**EXTRACT:**
In this poem is the proof of how intimately "A.E." could write of the sweet things of earth did he so choose. But he does not so choose, except rarely, and sometimes he leaves out the statement of beautiful material things by which he customarily bids farewell to earth in his aspiration to spiritual things, and writes only of unearthly things—as of some girl that he, an Irishman living in the Dublin of to-day, loves in the Babylon of three thousand years ago, to the annihilation of space and time. This is written in the very spirit of Emerson's declaration that "before the revelations of the soul, Time, Space, and Nature shrink away." Need I quote further to show that "A.E.," like Emerson, holds that the true poet is he who "gives men glimpses of the law of the Universe; shows them the circumstance as illusion; shows that Nature is only a language to express the laws, which are grand and beautiful; and lets them, by his songs, into some of the realities"? Emerson yearns that "the old forgotten splendors of the Universe should glow again for us," and "A.E." believes that we at times attain "the high ancestral Self"; his restless ploughman, "walking through the woodland's purple" under "the diamond night"

"Deep beneath his rustic habit finds himself a King"

"A.E.'s" poems on death are little different from those in which he celebrates the soul's absorption into the Universal Spirit, since death means to him only a longer absorption into the Universal Spirit or sometimes such absorption forever. In the event of this last, he in some moods sees

"Life and joy forever vanish as a tale is told.

**WRITTEN TASK 1:**
Answer these questions from the passage on "A.E.":
(a) In what city does the passage say "A.E." lives today?
(b) Whose declaration is the poem about the girl in Babylon said to share the spirit of?
(c) According to the passage, what does death mean to "A.E."?
The passage on "A.E." has no connection to the records that come after it.

**SOURCE MATERIAL:**
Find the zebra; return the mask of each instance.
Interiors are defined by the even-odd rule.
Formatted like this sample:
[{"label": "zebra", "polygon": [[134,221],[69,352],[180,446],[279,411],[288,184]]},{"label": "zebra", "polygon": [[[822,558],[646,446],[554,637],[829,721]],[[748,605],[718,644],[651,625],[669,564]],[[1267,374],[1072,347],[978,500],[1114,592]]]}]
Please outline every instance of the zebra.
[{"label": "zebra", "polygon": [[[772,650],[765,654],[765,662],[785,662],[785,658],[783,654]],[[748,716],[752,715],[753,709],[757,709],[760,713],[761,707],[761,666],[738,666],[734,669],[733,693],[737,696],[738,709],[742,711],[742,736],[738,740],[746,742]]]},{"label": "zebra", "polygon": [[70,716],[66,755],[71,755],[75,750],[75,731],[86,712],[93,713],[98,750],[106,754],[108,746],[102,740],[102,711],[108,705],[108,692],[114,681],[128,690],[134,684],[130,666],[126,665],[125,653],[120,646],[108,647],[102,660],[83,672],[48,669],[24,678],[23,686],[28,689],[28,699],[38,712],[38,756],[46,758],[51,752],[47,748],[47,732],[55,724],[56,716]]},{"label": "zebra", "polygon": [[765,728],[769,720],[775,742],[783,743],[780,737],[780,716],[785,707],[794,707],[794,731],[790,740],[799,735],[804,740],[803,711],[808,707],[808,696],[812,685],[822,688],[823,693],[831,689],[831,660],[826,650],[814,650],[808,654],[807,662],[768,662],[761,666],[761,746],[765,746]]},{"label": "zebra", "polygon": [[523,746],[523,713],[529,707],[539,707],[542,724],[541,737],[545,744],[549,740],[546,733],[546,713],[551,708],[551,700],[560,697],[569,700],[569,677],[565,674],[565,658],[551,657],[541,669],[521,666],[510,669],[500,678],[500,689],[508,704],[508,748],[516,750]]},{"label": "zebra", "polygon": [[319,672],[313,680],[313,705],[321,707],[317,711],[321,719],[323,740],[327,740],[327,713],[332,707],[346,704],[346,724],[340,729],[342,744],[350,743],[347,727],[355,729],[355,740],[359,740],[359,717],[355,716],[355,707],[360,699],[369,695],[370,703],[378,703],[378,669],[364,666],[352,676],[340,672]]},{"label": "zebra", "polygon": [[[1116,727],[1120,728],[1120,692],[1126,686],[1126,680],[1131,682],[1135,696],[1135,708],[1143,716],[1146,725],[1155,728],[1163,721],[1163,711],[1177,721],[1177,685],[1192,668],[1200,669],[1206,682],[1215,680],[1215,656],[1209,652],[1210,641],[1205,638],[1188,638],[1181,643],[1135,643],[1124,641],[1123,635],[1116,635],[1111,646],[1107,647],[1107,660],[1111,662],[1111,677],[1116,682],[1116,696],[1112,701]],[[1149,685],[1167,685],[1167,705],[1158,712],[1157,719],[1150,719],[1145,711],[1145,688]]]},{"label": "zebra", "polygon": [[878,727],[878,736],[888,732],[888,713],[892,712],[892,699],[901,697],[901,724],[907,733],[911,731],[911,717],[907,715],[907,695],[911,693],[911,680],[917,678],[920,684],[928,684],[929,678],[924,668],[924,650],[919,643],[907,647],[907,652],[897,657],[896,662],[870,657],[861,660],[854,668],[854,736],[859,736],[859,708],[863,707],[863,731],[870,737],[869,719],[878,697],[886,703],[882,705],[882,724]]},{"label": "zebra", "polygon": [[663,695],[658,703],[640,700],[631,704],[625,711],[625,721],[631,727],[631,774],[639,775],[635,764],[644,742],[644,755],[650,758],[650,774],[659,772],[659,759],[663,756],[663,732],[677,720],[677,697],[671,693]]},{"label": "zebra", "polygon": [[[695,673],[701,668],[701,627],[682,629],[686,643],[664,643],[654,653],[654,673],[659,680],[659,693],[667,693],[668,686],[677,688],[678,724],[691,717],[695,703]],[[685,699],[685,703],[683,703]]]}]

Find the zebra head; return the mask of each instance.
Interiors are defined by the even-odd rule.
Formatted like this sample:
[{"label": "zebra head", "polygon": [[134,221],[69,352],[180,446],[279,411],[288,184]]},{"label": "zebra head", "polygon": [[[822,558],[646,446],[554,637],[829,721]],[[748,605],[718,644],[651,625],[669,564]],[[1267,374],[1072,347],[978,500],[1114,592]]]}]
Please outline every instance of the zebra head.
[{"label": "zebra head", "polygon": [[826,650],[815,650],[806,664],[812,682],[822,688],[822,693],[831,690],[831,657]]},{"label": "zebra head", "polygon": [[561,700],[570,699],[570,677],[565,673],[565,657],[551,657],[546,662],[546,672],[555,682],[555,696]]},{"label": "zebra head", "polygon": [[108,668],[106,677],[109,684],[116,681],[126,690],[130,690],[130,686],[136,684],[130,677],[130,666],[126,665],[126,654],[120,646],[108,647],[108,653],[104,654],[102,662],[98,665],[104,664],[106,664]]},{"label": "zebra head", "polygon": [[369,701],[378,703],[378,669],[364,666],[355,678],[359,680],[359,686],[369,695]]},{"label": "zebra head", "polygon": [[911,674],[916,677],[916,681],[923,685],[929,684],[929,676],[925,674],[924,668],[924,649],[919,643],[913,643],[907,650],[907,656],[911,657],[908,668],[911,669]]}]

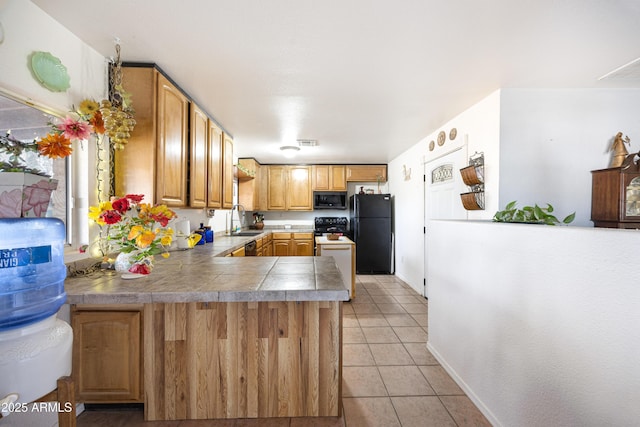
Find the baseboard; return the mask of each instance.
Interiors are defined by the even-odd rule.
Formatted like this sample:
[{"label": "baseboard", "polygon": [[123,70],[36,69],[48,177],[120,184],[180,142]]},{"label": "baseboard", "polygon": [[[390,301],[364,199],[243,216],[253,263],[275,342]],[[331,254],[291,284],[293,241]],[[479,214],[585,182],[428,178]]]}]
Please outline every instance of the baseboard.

**WRITTEN TASK 2:** Arrange the stretch of the records from their first line through the line containing "Please outline every instance of the zebra." as a numbered list, leaving out blank lines.

**TASK ANSWER 1:**
(a) Dublin.
(b) Emerson's.
(c) Only a longer absorption into the Universal Spirit, or sometimes such absorption forever.

**TASK ANSWER 2:**
1. Find the zebra; return the mask of each instance.
2. Interiors are defined by the even-odd rule.
3. Formatted like this sample:
4. [{"label": "zebra", "polygon": [[134,221],[69,352],[180,446],[279,411],[288,184]]},{"label": "zebra", "polygon": [[[822,558],[646,446],[554,637],[829,721]],[[748,605],[718,644],[651,625],[669,564]],[[1267,374],[1072,347],[978,500],[1114,592]]]}]
5. Please outline every instance of the zebra.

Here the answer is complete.